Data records
···

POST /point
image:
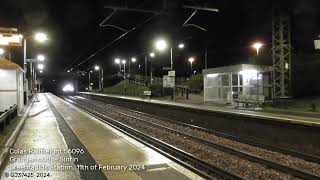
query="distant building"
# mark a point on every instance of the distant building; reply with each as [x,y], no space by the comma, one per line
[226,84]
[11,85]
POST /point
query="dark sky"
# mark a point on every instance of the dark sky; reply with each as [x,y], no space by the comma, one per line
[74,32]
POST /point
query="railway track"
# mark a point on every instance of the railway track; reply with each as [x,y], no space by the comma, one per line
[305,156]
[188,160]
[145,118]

···

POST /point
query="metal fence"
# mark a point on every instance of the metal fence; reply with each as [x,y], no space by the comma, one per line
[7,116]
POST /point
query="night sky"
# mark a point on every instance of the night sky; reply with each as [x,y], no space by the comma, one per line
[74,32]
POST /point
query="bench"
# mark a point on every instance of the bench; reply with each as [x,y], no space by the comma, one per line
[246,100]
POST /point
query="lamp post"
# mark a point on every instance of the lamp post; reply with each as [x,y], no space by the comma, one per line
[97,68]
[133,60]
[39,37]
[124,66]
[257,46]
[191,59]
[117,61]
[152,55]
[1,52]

···

• [Assignment] Among the entries above, how many lines contain the string "query"? Only the number should be given.

• [Written solution] 7